> _Your instructions_
The answer must consist of each line below that holds the word "pillow", copied as it stands.

> _Entries shown_

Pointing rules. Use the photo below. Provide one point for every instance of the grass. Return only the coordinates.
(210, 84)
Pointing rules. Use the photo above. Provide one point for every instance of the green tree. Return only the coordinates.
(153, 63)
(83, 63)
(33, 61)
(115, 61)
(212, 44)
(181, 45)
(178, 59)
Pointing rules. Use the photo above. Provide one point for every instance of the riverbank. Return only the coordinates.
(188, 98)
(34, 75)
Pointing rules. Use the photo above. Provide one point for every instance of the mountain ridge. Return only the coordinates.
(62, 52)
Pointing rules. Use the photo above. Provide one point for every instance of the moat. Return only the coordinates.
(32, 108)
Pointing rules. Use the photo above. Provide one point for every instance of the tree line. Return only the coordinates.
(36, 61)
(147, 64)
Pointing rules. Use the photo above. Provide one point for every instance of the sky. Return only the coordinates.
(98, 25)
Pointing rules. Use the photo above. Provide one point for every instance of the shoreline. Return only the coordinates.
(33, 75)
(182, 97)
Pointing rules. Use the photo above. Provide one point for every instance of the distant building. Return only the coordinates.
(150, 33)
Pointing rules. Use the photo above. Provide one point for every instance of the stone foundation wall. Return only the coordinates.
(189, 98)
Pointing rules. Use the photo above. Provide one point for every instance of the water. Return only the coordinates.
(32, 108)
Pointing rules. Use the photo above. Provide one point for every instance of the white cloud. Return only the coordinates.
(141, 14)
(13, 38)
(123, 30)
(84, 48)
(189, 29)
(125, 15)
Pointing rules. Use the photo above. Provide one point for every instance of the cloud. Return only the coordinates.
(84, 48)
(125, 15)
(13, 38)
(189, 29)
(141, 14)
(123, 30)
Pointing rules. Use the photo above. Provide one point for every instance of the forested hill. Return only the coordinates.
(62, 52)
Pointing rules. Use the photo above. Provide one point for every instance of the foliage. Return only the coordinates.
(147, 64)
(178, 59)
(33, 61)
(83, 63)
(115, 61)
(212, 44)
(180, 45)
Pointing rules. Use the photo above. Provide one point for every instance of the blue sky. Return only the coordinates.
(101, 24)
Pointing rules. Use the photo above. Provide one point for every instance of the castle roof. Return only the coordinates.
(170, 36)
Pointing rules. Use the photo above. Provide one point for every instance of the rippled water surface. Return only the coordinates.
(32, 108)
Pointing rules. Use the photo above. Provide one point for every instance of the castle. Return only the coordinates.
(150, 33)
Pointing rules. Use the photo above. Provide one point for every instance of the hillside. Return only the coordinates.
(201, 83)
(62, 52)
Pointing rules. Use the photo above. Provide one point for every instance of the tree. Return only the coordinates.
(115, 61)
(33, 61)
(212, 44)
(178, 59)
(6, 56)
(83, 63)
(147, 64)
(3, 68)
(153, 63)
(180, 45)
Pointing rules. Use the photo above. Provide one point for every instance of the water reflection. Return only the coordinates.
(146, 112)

* * *

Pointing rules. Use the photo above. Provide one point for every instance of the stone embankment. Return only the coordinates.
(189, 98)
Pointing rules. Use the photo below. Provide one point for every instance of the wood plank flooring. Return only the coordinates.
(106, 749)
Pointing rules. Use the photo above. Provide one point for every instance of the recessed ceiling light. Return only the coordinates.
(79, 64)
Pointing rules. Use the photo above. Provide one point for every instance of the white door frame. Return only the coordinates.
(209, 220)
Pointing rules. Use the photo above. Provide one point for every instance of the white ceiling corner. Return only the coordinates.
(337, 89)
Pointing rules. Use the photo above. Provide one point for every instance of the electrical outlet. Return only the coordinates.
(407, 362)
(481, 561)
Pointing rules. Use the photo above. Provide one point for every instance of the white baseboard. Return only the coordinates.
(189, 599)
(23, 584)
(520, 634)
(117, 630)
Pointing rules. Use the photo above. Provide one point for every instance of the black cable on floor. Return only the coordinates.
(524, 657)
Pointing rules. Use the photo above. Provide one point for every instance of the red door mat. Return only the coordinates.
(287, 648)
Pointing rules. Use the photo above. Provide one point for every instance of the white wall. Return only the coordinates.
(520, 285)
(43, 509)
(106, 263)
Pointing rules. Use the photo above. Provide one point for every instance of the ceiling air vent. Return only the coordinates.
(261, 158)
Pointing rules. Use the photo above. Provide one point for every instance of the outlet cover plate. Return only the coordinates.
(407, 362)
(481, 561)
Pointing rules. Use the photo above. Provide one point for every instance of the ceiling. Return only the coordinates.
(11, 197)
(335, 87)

* * *

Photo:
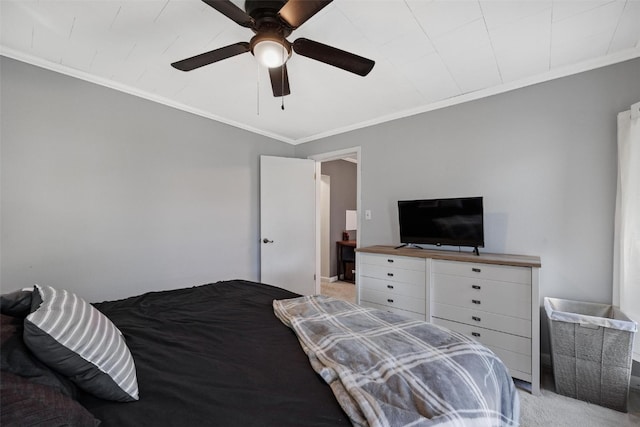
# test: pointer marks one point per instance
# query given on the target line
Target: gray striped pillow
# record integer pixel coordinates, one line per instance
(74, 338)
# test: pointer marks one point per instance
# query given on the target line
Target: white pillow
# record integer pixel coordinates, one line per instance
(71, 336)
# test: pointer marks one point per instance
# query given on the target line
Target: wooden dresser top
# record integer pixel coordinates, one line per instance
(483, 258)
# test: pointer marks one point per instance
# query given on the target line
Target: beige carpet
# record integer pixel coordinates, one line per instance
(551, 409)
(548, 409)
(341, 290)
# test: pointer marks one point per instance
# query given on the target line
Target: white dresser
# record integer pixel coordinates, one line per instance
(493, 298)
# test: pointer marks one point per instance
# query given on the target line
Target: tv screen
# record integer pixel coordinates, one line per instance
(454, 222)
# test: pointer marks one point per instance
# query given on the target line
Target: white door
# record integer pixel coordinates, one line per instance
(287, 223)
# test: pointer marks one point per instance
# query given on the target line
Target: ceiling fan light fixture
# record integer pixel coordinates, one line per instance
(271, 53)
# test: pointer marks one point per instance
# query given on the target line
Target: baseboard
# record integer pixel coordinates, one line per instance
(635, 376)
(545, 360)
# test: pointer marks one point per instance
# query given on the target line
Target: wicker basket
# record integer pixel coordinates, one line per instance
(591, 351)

> _The answer_
Target: gray striped pillow
Target: white pillow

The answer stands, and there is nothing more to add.